> **Problem**
Copy out each line below exactly as written.

[Collected data]
□ □ □ □
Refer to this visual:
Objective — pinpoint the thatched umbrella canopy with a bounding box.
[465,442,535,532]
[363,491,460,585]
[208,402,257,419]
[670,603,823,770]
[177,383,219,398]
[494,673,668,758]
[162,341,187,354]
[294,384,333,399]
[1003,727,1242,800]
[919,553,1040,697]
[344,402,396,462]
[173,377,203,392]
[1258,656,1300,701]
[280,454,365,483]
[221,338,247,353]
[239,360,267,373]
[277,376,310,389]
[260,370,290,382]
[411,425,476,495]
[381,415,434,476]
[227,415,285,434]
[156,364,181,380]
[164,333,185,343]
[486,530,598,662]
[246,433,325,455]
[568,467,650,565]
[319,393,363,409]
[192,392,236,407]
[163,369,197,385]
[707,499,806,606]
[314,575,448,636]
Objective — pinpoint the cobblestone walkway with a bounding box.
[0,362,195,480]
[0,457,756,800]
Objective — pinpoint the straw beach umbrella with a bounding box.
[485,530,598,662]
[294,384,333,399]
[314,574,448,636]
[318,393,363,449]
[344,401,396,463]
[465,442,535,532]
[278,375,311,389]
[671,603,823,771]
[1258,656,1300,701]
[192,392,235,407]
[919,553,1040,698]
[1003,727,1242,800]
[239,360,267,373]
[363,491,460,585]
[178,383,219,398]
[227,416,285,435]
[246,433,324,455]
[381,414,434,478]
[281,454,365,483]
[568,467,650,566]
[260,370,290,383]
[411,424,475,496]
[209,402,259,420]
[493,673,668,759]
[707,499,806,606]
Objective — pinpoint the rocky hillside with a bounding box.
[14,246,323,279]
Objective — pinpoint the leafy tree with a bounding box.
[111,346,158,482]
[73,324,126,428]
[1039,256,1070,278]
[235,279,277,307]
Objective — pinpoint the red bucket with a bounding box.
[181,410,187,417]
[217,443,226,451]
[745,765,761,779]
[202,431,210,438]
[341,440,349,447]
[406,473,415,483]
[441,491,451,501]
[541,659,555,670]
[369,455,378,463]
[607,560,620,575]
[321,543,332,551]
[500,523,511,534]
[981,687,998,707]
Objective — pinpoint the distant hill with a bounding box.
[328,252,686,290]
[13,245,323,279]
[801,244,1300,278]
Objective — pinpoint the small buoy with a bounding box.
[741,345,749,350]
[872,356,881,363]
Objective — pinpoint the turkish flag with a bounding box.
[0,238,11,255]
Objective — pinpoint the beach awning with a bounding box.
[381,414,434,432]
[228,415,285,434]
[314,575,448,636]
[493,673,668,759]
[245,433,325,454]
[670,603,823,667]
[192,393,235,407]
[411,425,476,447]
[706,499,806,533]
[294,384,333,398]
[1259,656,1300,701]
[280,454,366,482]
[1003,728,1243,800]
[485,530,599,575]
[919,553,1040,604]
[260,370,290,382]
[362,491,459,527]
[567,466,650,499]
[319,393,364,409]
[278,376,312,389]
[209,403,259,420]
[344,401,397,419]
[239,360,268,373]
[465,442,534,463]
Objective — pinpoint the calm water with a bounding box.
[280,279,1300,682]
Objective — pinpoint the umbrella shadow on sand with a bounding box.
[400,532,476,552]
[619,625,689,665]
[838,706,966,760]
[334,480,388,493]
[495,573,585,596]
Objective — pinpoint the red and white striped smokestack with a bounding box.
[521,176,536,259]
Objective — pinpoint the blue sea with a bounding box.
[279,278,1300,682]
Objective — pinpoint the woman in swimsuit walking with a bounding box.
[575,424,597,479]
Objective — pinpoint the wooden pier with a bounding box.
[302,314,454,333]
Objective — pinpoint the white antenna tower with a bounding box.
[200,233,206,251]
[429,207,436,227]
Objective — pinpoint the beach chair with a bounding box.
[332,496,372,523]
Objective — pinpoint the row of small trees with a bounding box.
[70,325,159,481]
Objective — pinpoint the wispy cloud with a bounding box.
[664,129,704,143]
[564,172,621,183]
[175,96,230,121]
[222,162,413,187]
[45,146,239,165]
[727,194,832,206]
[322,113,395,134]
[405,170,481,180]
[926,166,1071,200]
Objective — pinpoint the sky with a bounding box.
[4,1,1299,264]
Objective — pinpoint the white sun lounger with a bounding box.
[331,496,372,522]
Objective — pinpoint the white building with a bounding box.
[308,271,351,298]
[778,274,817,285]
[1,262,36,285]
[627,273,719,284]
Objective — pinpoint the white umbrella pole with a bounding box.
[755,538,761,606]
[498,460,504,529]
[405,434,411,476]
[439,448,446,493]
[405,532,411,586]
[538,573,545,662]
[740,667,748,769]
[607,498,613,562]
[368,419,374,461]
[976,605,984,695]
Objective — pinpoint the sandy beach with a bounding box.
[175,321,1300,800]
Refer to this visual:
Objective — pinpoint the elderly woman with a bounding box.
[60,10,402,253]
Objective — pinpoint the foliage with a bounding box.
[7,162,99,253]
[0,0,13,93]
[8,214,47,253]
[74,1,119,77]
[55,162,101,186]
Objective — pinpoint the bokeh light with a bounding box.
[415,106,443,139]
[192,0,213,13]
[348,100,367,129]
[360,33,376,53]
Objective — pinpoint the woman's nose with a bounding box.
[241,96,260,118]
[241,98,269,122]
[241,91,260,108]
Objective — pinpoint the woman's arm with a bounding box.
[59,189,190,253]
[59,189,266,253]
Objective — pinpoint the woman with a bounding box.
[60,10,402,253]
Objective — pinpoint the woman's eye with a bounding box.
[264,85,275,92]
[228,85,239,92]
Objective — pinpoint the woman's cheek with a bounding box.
□ □ □ □
> **Written response**
Refer to this visual:
Objective — pinpoint the thatched umbrella canopy with a bounding box.
[465,442,535,532]
[363,491,460,585]
[208,402,257,419]
[670,603,823,770]
[177,383,219,398]
[494,673,668,758]
[162,341,187,354]
[294,384,333,399]
[1003,727,1242,800]
[919,553,1040,697]
[344,402,396,462]
[173,377,203,392]
[1258,656,1300,701]
[280,454,365,483]
[221,338,247,353]
[239,360,267,373]
[277,376,310,389]
[260,370,290,382]
[411,425,476,495]
[381,415,434,476]
[227,415,285,434]
[156,364,181,380]
[164,333,185,343]
[486,530,598,662]
[246,433,325,455]
[568,467,650,565]
[319,393,363,409]
[192,392,236,407]
[163,369,197,385]
[707,499,806,606]
[314,575,448,636]
Objective — pinpoint the cobblestone walkway with a bounding box.
[0,362,195,480]
[0,457,756,800]
Objective — pinpoint the straw beach umbrella with a bounding box.
[485,530,598,662]
[294,384,333,399]
[314,574,448,636]
[318,393,363,449]
[344,401,396,463]
[465,442,535,532]
[278,375,311,389]
[671,603,823,771]
[1258,656,1300,701]
[192,392,235,407]
[919,553,1040,698]
[1003,727,1242,800]
[239,360,267,373]
[363,491,460,585]
[178,383,219,398]
[227,416,285,435]
[246,433,324,455]
[381,414,434,478]
[281,454,365,483]
[568,467,650,566]
[260,370,290,383]
[411,424,475,496]
[209,402,259,420]
[493,673,668,759]
[707,499,806,606]
Objective — pinpoint the rocky hillside with a bounding box.
[14,246,323,279]
Objective — pinpoint the leafy tree with a bounding box.
[111,346,158,482]
[73,324,126,428]
[1039,256,1070,278]
[235,279,277,307]
Objective — pinpoint the red bucket with a bounding box.
[181,410,187,417]
[217,443,226,451]
[745,765,761,779]
[202,431,210,438]
[341,440,349,447]
[406,473,415,483]
[441,491,451,501]
[541,659,555,670]
[369,455,378,463]
[607,560,620,575]
[321,543,332,551]
[500,523,511,534]
[981,687,998,707]
Objective — pinpoint the distant hill with a bounding box.
[328,252,686,290]
[13,245,323,279]
[801,244,1300,278]
Objective — pinpoint the small buoy with a bounding box.
[741,345,749,350]
[872,356,881,363]
Objective — pinpoint the turkish flag with a bounding box.
[0,238,11,255]
Objective — pinpoint the beach awning with a bounding box.
[381,414,434,432]
[228,415,285,434]
[314,575,448,636]
[493,673,668,759]
[245,433,325,454]
[670,603,823,667]
[192,393,235,407]
[411,425,476,447]
[706,499,806,533]
[294,384,333,398]
[1259,656,1300,701]
[280,454,366,482]
[1003,728,1243,800]
[485,530,599,575]
[919,553,1040,604]
[260,370,290,382]
[362,491,459,527]
[567,466,650,499]
[319,393,364,409]
[278,376,312,389]
[209,403,259,420]
[344,401,397,419]
[239,360,268,373]
[465,442,534,463]
Objective — pinpoint the calm water with a bounding box.
[280,279,1300,682]
Objective — pinpoint the umbrella shadow on sand with a bounding box.
[400,532,476,552]
[619,625,689,665]
[838,706,966,760]
[334,480,388,493]
[495,573,585,596]
Objective — pinpoint the red and white striped smokestack with a bounding box.
[521,176,536,259]
Objective — pinpoint the blue sea with a bounding box.
[279,278,1300,682]
Objective — pinpoint the woman in swimsuit walking with a bounding box.
[575,424,597,479]
Objective — pinpoint the wooden pier with a bounding box.
[302,314,454,333]
Objective — pinpoint the white antenna tower with a bounding box.
[200,233,206,251]
[429,207,436,227]
Objective — pinpoint the beach chair with a bounding box.
[332,496,372,523]
Objective — pinpoint the row of small trees with a bounding box.
[70,325,159,481]
Objective — pinpoint the wispy cloud with a bounding box.
[664,129,704,143]
[564,172,621,183]
[175,96,230,121]
[222,162,413,187]
[45,146,239,165]
[727,194,832,206]
[322,113,395,134]
[405,170,481,180]
[926,166,1071,200]
Objective — pinpoint the sky with a bounding box.
[4,1,1299,264]
Objective — pinpoint the white sun lounger with a bounding box.
[331,496,372,522]
Objective — pinpoint the white building with a bounding box.
[308,271,351,298]
[778,274,817,285]
[1,262,36,285]
[627,273,719,284]
Objective — pinpoint the white umbrella pole with a bounding box.
[755,538,761,606]
[498,460,504,529]
[405,434,411,476]
[439,448,446,493]
[405,532,411,586]
[538,573,545,662]
[740,667,748,769]
[607,498,613,562]
[368,419,374,461]
[976,605,984,695]
Objective — pinpoint the sandy beach with a bounding box.
[175,321,1300,800]
Refer to this visual:
Objective — pinpoint the elderly woman with a bounding box.
[60,10,402,253]
Objective — pinpoint the foliage with a bounding box.
[7,162,99,253]
[0,0,13,93]
[8,214,47,253]
[74,1,119,77]
[55,162,101,186]
Objective — pinpoint the bokeh light with a bounding box.
[415,106,443,139]
[192,0,213,13]
[348,100,367,129]
[360,33,376,53]
Objective — pinpoint the woman's nose with a bounding box.
[241,96,260,118]
[241,98,269,122]
[241,91,260,108]
Objective — pinpoint the woman's arm with a bounding box.
[59,189,190,253]
[59,189,266,253]
Objective — pinpoint the woman with a bounding box.
[60,10,402,253]
Objective — pinpoint the woman's eye with a bounding box.
[264,85,275,92]
[228,85,239,92]
Objective — pinpoint the woman's cheek with a bounding box.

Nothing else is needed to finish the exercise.